Assignment>
Could you restate the entries below word for word and leave the images out?

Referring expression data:
________________
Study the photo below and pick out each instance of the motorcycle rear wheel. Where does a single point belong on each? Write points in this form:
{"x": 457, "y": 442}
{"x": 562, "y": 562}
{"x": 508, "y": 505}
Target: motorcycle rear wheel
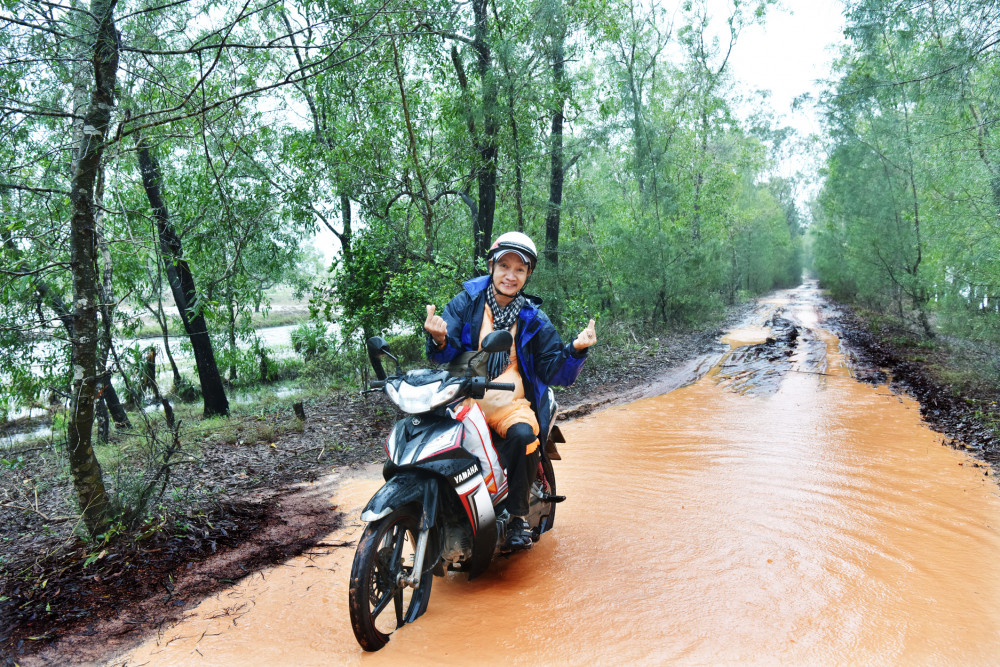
{"x": 378, "y": 603}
________________
Solution to this task>
Study the photo below and pick out each instance of the motorcycle rear wheel. Where does a single point belong on each? Write points in this form:
{"x": 457, "y": 442}
{"x": 562, "y": 562}
{"x": 508, "y": 505}
Target: motorcycle rear wheel
{"x": 378, "y": 603}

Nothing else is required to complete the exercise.